> Stored dataset items:

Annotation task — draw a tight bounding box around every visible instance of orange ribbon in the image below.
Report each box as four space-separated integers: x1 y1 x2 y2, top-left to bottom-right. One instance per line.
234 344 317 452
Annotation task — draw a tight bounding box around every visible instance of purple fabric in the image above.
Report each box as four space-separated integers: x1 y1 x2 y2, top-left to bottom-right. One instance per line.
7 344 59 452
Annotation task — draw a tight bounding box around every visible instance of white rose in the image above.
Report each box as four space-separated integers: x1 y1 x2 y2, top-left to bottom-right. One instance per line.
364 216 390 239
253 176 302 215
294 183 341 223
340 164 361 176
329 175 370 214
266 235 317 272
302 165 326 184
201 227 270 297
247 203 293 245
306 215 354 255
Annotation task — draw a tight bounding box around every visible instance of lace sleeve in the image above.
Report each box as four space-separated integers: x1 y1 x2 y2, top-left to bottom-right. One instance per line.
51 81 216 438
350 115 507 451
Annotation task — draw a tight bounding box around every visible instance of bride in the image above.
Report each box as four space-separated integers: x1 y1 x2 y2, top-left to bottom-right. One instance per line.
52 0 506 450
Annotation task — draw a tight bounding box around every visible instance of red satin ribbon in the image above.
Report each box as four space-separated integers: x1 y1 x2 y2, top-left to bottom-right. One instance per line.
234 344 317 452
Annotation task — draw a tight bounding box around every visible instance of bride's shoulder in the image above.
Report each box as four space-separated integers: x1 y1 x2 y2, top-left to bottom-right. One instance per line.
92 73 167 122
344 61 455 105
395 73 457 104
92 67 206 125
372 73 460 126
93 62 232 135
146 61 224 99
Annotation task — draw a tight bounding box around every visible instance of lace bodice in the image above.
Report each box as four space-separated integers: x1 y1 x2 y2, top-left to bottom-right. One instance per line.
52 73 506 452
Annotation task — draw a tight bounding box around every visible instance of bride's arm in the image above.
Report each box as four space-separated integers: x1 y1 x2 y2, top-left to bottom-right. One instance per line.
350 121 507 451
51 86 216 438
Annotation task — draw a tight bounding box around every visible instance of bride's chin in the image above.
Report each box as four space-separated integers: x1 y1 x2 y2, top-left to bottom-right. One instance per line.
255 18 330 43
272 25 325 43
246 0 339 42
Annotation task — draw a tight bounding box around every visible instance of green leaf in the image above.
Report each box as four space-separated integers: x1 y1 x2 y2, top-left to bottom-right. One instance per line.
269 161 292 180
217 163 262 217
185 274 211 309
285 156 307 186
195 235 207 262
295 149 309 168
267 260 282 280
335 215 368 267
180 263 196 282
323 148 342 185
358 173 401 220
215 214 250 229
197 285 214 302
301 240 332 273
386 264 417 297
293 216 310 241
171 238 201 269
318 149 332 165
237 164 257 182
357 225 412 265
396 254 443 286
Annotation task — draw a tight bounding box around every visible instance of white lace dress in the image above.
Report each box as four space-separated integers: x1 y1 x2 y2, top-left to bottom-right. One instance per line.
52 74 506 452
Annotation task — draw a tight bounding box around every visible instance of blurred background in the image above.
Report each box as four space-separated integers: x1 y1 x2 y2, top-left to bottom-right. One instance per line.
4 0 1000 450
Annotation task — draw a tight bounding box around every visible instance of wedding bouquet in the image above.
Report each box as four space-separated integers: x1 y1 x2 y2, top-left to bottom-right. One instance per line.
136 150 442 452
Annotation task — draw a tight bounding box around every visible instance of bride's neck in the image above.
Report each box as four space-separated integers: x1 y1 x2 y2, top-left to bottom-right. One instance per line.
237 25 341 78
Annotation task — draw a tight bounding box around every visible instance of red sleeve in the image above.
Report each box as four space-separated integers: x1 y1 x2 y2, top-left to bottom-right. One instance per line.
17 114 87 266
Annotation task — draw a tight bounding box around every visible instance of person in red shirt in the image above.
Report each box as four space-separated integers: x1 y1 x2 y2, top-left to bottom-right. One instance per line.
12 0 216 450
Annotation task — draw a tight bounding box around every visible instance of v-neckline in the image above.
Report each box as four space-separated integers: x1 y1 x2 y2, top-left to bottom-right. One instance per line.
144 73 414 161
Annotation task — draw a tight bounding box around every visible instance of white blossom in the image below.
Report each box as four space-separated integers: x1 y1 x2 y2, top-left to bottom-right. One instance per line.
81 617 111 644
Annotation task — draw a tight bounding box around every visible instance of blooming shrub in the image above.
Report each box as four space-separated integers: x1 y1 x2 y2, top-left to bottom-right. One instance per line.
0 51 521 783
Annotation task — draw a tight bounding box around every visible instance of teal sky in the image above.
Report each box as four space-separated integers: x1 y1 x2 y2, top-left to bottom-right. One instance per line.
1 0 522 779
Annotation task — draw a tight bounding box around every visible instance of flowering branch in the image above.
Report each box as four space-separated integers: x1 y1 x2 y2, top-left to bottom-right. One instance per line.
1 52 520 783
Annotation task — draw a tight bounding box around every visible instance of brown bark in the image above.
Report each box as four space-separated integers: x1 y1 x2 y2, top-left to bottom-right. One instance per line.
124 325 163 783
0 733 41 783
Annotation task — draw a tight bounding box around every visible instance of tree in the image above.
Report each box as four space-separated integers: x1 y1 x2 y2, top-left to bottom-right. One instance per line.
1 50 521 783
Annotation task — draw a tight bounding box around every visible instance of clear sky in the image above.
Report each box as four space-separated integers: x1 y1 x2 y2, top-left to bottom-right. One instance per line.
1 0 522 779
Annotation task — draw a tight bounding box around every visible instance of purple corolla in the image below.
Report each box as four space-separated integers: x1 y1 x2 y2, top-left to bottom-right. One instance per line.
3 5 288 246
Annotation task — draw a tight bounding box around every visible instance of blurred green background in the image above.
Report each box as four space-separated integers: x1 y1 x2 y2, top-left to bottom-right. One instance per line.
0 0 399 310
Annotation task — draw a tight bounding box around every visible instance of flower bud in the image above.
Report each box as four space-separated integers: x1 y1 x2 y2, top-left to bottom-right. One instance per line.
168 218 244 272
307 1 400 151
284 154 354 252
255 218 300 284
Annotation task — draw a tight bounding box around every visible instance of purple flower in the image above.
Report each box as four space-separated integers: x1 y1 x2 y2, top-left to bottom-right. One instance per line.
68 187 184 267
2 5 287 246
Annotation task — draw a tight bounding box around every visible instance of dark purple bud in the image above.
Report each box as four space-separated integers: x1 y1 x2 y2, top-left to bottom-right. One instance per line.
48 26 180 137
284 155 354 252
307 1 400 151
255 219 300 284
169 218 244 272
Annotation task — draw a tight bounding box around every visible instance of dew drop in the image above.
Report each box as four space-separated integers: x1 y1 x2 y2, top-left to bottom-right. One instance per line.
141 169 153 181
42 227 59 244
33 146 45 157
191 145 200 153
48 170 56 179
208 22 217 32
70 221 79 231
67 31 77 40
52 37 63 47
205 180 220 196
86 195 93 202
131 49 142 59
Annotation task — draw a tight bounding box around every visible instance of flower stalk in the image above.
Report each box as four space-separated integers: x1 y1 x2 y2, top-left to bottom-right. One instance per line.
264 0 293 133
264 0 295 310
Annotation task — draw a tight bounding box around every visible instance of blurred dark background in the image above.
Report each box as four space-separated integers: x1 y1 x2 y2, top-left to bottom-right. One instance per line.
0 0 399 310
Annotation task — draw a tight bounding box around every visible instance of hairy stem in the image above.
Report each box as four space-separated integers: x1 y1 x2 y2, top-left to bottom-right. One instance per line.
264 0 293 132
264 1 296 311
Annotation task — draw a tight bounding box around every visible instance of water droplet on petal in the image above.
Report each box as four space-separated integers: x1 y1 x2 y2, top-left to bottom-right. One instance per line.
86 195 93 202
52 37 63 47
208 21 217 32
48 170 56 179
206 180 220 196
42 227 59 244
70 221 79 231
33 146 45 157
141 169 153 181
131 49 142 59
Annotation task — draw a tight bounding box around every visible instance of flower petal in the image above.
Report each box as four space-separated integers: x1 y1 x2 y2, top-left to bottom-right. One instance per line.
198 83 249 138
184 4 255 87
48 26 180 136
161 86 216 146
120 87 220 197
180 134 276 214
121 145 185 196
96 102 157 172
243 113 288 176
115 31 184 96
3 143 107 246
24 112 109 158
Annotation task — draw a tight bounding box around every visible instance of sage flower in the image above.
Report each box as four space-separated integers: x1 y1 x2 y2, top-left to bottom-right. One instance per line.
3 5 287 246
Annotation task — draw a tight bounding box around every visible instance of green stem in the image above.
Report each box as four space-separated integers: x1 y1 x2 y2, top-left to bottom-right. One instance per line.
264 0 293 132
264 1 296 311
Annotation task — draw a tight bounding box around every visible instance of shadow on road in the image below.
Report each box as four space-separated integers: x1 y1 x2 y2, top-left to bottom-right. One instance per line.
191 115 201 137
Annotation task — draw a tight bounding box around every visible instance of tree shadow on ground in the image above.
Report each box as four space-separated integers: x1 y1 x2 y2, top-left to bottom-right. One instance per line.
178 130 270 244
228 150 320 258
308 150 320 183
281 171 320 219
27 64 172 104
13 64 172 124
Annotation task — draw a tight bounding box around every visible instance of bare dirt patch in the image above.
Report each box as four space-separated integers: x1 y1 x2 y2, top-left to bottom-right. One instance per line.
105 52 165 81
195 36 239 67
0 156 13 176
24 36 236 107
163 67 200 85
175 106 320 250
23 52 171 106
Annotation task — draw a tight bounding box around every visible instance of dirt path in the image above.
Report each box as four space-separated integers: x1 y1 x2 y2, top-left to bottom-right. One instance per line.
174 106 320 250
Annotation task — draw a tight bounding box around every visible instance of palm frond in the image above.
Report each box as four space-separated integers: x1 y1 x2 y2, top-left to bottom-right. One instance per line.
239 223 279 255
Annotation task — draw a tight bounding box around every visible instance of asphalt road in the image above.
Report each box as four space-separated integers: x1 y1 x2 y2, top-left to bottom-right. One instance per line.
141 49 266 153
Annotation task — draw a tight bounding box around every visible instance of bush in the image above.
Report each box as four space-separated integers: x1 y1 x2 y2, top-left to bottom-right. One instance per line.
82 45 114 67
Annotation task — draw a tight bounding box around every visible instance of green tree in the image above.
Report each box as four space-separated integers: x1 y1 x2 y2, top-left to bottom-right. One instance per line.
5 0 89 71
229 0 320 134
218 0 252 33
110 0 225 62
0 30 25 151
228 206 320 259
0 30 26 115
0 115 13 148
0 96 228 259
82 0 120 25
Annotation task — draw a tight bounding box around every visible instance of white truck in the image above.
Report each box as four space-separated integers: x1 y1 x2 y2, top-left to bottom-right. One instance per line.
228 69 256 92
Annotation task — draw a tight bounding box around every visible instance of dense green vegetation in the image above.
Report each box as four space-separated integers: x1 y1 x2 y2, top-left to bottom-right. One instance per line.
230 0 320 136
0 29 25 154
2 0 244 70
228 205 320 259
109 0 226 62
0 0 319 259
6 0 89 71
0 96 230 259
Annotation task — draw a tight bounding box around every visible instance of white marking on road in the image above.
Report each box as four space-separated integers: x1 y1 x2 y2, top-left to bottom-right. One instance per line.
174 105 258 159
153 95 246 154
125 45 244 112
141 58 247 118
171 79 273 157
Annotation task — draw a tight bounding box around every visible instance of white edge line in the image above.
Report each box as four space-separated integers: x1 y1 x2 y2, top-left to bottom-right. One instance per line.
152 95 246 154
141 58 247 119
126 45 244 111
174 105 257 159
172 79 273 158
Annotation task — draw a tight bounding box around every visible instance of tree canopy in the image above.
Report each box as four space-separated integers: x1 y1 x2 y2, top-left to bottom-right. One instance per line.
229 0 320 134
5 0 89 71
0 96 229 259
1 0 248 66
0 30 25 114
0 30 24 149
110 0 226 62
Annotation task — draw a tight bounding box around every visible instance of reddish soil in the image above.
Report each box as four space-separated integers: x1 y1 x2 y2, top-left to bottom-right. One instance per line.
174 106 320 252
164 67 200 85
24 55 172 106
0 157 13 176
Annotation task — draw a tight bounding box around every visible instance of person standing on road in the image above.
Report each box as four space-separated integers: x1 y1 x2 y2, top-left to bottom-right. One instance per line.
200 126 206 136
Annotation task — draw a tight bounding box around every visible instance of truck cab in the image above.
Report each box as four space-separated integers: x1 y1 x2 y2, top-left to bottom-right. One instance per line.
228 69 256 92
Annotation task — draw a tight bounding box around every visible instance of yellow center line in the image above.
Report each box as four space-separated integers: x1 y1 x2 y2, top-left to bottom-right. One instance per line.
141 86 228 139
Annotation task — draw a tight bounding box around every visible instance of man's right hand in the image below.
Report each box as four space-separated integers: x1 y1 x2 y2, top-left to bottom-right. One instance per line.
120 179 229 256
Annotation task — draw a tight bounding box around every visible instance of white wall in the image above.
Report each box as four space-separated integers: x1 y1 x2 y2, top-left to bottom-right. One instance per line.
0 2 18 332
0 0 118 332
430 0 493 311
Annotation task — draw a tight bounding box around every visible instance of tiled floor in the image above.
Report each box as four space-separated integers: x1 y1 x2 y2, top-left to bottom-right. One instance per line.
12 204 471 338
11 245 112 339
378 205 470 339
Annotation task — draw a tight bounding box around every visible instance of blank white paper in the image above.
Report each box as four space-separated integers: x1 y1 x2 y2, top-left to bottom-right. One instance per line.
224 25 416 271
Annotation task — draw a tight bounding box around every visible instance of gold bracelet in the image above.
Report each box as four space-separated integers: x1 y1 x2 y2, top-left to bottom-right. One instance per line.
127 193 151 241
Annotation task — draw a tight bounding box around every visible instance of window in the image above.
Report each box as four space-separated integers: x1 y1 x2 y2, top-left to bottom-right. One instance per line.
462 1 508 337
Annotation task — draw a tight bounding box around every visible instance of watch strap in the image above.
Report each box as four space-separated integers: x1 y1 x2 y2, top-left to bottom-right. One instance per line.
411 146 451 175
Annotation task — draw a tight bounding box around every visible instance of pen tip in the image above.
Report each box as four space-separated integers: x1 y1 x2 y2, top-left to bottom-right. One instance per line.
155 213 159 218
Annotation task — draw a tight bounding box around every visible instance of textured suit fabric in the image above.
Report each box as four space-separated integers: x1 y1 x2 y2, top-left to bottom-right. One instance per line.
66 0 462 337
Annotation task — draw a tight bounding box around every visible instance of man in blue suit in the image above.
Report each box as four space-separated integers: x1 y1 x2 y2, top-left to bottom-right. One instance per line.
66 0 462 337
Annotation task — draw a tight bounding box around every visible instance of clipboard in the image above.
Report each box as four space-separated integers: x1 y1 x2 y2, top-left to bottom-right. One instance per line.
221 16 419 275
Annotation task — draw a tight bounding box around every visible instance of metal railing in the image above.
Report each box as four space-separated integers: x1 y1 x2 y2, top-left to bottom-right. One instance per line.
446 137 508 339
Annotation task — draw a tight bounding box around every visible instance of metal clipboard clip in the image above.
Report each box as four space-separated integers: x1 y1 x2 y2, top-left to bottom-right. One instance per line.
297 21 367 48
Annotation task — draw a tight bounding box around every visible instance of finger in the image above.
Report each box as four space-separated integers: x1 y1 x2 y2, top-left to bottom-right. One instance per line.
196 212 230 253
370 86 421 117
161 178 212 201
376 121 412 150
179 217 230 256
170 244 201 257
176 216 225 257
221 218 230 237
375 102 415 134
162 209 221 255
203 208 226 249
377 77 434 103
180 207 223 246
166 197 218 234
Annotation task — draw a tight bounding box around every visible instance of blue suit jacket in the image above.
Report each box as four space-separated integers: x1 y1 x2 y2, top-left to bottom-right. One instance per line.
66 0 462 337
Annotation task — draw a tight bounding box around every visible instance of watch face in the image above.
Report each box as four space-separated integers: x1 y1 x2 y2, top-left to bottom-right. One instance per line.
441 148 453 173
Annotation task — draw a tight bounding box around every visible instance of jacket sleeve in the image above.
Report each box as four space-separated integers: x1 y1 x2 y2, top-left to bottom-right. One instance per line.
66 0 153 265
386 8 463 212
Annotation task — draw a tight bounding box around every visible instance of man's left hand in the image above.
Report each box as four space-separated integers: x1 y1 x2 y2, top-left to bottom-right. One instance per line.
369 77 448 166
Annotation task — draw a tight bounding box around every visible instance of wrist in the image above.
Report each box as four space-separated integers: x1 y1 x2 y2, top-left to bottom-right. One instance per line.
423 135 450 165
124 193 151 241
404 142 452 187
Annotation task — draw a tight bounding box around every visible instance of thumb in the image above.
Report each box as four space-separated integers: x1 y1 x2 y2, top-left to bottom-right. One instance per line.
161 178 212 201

> EXERCISE PROMPT: With the line holding "ribbon in the image above." as the first and the line holding "shoulder in the image above." as the last, set down that range of the entries above exactly, and nothing else.

> RESULT OF THIS TASK:
Annotation task — draw a tight bounding box around every visible instance of red satin ribbon in the image above.
Report each box as four space-separated integers: x1 y1 x2 y2, top-left to bottom-right. One instance per line.
234 344 317 452
Annotation task — draw a tight bounding box around every visible instance of bride's shoulder in the image above.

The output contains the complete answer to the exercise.